● **Given problem**: Output an exact reproduction of the data.

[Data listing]
────────────────

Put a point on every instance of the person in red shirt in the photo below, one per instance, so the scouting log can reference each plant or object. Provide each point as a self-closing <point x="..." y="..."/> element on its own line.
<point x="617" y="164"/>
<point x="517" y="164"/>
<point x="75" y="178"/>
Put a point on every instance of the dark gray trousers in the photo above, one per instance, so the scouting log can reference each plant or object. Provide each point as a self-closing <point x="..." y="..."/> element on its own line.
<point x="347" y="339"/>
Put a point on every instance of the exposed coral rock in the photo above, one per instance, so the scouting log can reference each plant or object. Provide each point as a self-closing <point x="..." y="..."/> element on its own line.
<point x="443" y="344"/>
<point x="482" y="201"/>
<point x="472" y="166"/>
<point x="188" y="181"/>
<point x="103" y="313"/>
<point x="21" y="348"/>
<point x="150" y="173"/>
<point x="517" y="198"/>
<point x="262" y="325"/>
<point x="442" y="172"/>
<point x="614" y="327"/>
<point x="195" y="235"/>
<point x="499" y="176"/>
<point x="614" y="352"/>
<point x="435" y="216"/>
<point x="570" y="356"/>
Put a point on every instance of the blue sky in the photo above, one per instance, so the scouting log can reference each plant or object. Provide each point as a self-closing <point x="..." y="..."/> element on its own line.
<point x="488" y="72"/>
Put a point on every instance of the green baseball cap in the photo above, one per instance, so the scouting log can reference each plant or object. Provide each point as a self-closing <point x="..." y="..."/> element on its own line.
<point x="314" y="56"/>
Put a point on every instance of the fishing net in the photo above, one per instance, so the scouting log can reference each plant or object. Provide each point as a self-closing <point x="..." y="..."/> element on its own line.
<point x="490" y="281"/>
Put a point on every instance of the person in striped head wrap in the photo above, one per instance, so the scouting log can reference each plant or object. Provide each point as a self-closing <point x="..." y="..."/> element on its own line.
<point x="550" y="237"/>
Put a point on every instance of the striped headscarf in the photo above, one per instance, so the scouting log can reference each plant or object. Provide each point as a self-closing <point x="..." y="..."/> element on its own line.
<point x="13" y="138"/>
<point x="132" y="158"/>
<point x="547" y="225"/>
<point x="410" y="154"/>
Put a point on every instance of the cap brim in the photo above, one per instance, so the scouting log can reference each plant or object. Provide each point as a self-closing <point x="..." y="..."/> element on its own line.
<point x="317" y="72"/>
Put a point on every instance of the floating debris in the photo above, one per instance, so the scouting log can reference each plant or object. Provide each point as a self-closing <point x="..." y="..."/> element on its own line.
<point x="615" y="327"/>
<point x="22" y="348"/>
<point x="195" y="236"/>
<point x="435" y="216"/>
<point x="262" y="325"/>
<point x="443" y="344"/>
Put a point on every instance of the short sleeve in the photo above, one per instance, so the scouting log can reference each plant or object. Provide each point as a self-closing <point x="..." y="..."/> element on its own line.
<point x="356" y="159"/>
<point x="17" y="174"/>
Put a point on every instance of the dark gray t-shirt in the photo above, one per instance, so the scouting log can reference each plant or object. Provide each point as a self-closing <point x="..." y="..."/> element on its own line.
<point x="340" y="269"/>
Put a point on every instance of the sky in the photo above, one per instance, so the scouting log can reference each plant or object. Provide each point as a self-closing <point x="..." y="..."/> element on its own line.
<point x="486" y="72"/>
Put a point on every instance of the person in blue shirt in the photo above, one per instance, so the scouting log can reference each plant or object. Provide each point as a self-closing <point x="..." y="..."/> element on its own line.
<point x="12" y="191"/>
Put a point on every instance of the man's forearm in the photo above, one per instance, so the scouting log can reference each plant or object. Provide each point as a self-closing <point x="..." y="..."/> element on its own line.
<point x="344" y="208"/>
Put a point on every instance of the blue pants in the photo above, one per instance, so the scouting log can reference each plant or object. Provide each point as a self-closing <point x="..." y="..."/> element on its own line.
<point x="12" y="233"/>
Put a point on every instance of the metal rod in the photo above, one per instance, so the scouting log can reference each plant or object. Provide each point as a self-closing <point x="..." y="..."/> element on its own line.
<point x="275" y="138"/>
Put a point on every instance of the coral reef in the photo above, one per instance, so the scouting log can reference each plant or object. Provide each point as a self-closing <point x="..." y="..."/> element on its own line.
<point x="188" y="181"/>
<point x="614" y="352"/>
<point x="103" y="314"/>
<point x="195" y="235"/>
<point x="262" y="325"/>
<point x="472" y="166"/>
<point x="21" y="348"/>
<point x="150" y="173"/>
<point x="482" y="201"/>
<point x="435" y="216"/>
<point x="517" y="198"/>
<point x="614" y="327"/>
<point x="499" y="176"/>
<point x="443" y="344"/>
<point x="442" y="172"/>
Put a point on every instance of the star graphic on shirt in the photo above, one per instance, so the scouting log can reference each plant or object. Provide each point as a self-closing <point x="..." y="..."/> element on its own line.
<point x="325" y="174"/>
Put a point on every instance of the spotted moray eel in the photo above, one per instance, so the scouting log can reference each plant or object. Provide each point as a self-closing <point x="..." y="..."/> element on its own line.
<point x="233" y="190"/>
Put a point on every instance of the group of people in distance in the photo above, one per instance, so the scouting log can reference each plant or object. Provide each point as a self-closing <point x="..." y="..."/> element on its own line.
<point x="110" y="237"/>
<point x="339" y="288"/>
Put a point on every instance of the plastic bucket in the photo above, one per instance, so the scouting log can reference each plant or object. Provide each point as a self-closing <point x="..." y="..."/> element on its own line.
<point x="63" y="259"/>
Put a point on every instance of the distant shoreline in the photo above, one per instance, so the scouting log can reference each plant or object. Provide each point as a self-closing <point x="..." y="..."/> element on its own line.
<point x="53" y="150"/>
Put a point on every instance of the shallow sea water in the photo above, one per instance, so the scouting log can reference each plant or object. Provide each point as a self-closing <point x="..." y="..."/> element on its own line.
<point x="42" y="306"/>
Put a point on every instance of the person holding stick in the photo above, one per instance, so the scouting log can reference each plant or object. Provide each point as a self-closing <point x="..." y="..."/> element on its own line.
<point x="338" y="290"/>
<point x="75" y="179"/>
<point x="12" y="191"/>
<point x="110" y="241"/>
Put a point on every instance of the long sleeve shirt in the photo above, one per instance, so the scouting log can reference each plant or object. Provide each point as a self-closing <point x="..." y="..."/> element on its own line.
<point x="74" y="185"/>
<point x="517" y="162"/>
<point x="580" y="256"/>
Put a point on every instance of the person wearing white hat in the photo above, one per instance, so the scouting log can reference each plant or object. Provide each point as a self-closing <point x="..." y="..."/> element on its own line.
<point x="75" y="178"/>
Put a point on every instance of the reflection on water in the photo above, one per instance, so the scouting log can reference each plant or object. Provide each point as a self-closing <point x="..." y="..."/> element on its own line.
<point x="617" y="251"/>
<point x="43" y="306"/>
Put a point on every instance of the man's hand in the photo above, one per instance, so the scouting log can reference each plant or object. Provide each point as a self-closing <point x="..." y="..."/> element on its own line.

────────────────

● **Response to the task**:
Put a point on every instance of the person in red shirt in the photo below, one per instance, so the scouting log can reference each plant or object. Provide each point as a self-closing <point x="..." y="..."/> element on its own line.
<point x="617" y="164"/>
<point x="517" y="164"/>
<point x="75" y="178"/>
Put a point on every instance of the dark gray trousers in the photo above, one per instance, so the scouting log can reference each plant or object. Provide each point as a self-closing <point x="..." y="..."/> element on its own line.
<point x="347" y="339"/>
Put a point on every instance of the exposed coral rock in the photo above, one per instance, so the scouting log can reference each plant or object. Provide each point as a self-closing <point x="..." y="..."/> element on its own line.
<point x="443" y="344"/>
<point x="482" y="201"/>
<point x="472" y="166"/>
<point x="188" y="181"/>
<point x="103" y="313"/>
<point x="21" y="348"/>
<point x="150" y="173"/>
<point x="517" y="198"/>
<point x="262" y="325"/>
<point x="442" y="172"/>
<point x="614" y="327"/>
<point x="195" y="235"/>
<point x="499" y="176"/>
<point x="614" y="352"/>
<point x="435" y="216"/>
<point x="570" y="356"/>
Put a point on every instance of the blue sky in the photo above, one per instance, so the scouting log can reference each plant or object. Provide each point as a self-closing <point x="..." y="..."/> element on its own line.
<point x="488" y="72"/>
Put a point on every instance of the green baseball cap in the photo above, one per instance, so the scouting log can reference each plant or object. Provide each point as a self-closing <point x="..." y="..."/> element on its own line.
<point x="314" y="56"/>
Put a point on every instance of the fishing net in the photo above, one per instance, so the scouting log can reference each plant or object. Provide each point as a self-closing <point x="..." y="..."/> element on its own line.
<point x="490" y="281"/>
Put a point on every instance of the person in striped head wrap in the photo above, one per instance, so the scouting log can reference each plant or object. Provide each point as a self-closing <point x="..." y="..."/> element on its own line.
<point x="550" y="237"/>
Put a point on every instance of the striped headscarf in the photo above, one per instance, so the scouting log can reference each plant or object. Provide each point as a self-closing <point x="..." y="..."/> element on its own line.
<point x="13" y="138"/>
<point x="132" y="158"/>
<point x="547" y="225"/>
<point x="410" y="154"/>
Put a point on every instance of the cap brim in the photo above, one per instance, so the scouting log can reference each plant or object. Provide each point as a self-closing <point x="..." y="..."/> element on its own line.
<point x="317" y="72"/>
Put a point on every instance of the floating debris in the photo above, one per instance, so the scouting log can reference each plant or object. Provide each point as a self-closing <point x="..." y="..."/> element on its own line.
<point x="615" y="327"/>
<point x="22" y="348"/>
<point x="195" y="236"/>
<point x="435" y="216"/>
<point x="262" y="325"/>
<point x="443" y="344"/>
Put a point on every instance of the short sleeve in the photo above, one per instance, so the scouting log can reference each plant or object. Provide each point as a self-closing <point x="..." y="..."/> element on its own line.
<point x="356" y="159"/>
<point x="17" y="174"/>
Put a point on every instance of the dark gray t-shirt in the photo above, one per instance, so the scouting log can reference each plant or object. Provide each point as a self-closing <point x="..." y="..."/> element on its own line.
<point x="340" y="269"/>
Put a point on every instance of the sky in the photo above, one per instance, so the scouting log can reference each plant or object. Provide each point as a self-closing <point x="..." y="..."/> element on its own line.
<point x="486" y="72"/>
Put a point on every instance of the person in blue shirt in the photo above, one per instance, so the scouting log can reference each plant or object. Provide each point as a self-closing <point x="..." y="..."/> element on its own line.
<point x="12" y="191"/>
Put a point on every instance of the man's forearm in the photo above, one per instance, so the scouting log can reference each plant or object. Provide each point as a self-closing <point x="..." y="..."/> element on its own line.
<point x="344" y="208"/>
Put a point on every instance of the blue pants in the photo above, one per instance, so the scouting log can reference each plant or object. Provide each point as a self-closing <point x="..." y="..."/> element on its own line.
<point x="12" y="233"/>
Put a point on every instance of the metal rod in the photo above, one per instance, so the scouting log can reference each plant or object. Provide each point as a self-closing <point x="..." y="..."/> element on its own line.
<point x="275" y="138"/>
Put a point on every instance of the coral reef in the photo above, one per instance, so the scouting log can reference each plant or object. Provide each point as a self-closing <point x="..." y="..."/> element on its own line.
<point x="188" y="181"/>
<point x="614" y="352"/>
<point x="103" y="314"/>
<point x="195" y="235"/>
<point x="262" y="325"/>
<point x="472" y="166"/>
<point x="21" y="348"/>
<point x="150" y="173"/>
<point x="482" y="201"/>
<point x="435" y="216"/>
<point x="517" y="198"/>
<point x="614" y="327"/>
<point x="499" y="176"/>
<point x="443" y="344"/>
<point x="442" y="172"/>
Put a point on every instance of the star graphic on shirt in the photo above, one per instance, so the scouting log can reference each plant or object. Provide each point as a self-closing <point x="..." y="..."/> element on its own line.
<point x="325" y="174"/>
Put a point on every instance of the spotted moray eel in the photo above, one per instance, so the scouting log can reference each plant or object. Provide each point as a self-closing <point x="..." y="..."/> element on its own line.
<point x="233" y="190"/>
Put a point on every instance of the group of people in distance in the photo above, one per instance, so the scouting log can reference each plant or object. Provide each point as a self-closing <point x="..." y="..."/> element on its own line.
<point x="110" y="237"/>
<point x="339" y="288"/>
Put a point on every instance of the plastic bucket in the photo above, one per instance, so the scouting log can reference each plant or object. Provide each point as a self-closing <point x="..." y="..."/> element on its own line.
<point x="63" y="259"/>
Put a point on every instance of the distant shoreline in the photo above, one per instance, so the scouting log can reference each plant or object. Provide each point as a self-closing <point x="..." y="..."/> element on its own line.
<point x="53" y="150"/>
Put a point on every instance of the shallow sea water in the photo above, one per instance, so the scouting log can reference each plant or object. Provide each point as a self-closing <point x="..." y="..."/> element on its own line.
<point x="42" y="306"/>
Put a point on every instance of the person holding stick in the photo above, one per instance, so the scouting log can reference each plant or object. Provide each point as a self-closing <point x="..." y="..."/> element on its own line.
<point x="338" y="290"/>
<point x="75" y="179"/>
<point x="12" y="191"/>
<point x="110" y="241"/>
Put a point on every instance of the long sleeve shirt in the photo above, one per instance, so the scouting log can reference each plant or object. Provide each point as a self-closing <point x="..." y="..."/> element on its own line.
<point x="74" y="185"/>
<point x="517" y="162"/>
<point x="580" y="256"/>
Put a point on every instance of the person wearing white hat in the photo above, one per instance, so the scouting log can reference each plant or object. Provide each point as a self-closing <point x="..." y="..."/> element on its own line.
<point x="75" y="178"/>
Put a point on every instance of the reflection on water in the photo above, one per instance, so the scouting log can reference each plant or object. Provide each point as a self-closing <point x="..." y="..."/> element on its own line.
<point x="617" y="251"/>
<point x="43" y="306"/>
Put a point on every instance of the man's hand in the photo above, one per instance, so the scouting log can reference each plant or object. Provide each point as a self-closing <point x="..." y="..."/> element on its own line.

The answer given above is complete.